▶ Questions:
A. Please answer these from the FEHB talk:
(i) What law does the speaker say President Biden had in 2022?
(ii) Under that law, what were postal employees not penalized for?
(iii) What does the speaker say Kathy is asking about?
B. Quote every sentence in the FEHB talk that ends with a question mark.
C. Write the next few sentences of the FEHB talk, picking up after its final sentence.

Text provided section start

So Kathy, it’s a great question. Obviously I don’t know the answer to that question, but here’s what I will tell you. We do have a precedent of a previous president removing or changing the rules for FEHB, for retirees. For example, president Biden, I don’t know, does anybody here remember what President Biden did in 2022?
So President Biden had his, it’s called the Postal Service Reform Act, PSRA, the Postal service. You guys could look it up, you could Google it. Okay. So postal service reform 2022, president Biden required that postal employees get Medicare with their FEHB. Okay. So it could very well be that the same way President Biden made postal employees get Medicare with the FEHB.
That wasn’t originally the plan. There are many pe, many federal employees, they retired just relying on their FEHB. They were not planning on getting Medicare, but then came President Biden and he forced them to get Medicare. So is that a possibility in the future? It is a possibility in the future, will it happen?
I don’t know. My, my assumption is that it’s probably not going to happen. But I do have good news for you that if it does happen, the postal employee reform act may be a precedent. Because what happened with the Postal Employee Reform Act is that the postal employees were forced to have Medicare, but they were not penalized for picking it up late.
That’s a big deal. So it could be that you guys could just choose your FEHB without the Medicare, and in the future, if they force you to have Medicare, so then. You could you could get it without penalty. That could very well be the case. Now coming back to Kathy’s question, she’s not necessarily asking about Medicare.
She’s asking about will the government portion be removed and now you have to pay the full portion. And the answer may be it could be, and at that point you may have to take Medicare and the question is meaning not have to, but meaning you may wanna take Medicare because at that point Medicare may be less expensive.

Text provided section end
Entries supplied section start

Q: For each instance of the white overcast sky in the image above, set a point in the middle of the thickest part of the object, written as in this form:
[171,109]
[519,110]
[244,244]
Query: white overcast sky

Entries supplied section end

▶ Solved tasks:
A.
(i) The Postal Service Reform Act (PSRA).
(ii) Picking up Medicare late.
(iii) Whether the government portion will be removed, so that retirees have to pay the full portion.

B.
1. "For example, president Biden, I don't know, does anybody here remember what President Biden did in 2022?"
2. "So is that a possibility in the future?"
3. "It is a possibility in the future, will it happen?"

C.
And the question is, in that situation, will there be a penalty for picking up Medicare late or will it be like we saw with the postal employees that they were able to pick up Medicare late and they were not penalized for it? So I don’t know the definitive, I don’t have a crystal ball. Obviously it’s possible for them to change the rules.
My assumption is that they’re not gonna change the rules. But even if they do change the rules, hopefully the precedent is that you could get Medicare at that time without penalties. And Medicare without penalties should be cheaper than having to pay the full FEHB premium. Okay, John’s question. My understanding is that there will be an increase in retirement contributions for new hires.
Will this apply to employees who leave and come back to federal service? Are there any changes that could be enforced to existing federal employees? That’s a great question, John. So the answer is that so long as you have five years in your current employment to federal government. So if you have five years of service and you leave service and then come back later, you usually get put back into the system that you’re in right now.
Okay? So as long as you have the five years, that’s generally the way it works. So to answer your question, if you leave and come at the service, you’ll probably come back to where you are and you’ll have to pay the 0.8% as opposed to the 4.4%. Okay? Now with this being said, I’m gonna give you guys general guidance.
When someone leaves federal service, they have the choice to either keep their FERS contributions in the system or withdraw their FERS contributions outta the system. My general recommendation, keep your FERS contributions in the system. You’re gonna get a pension. A pension in the future based upon those years of service that you’ve done.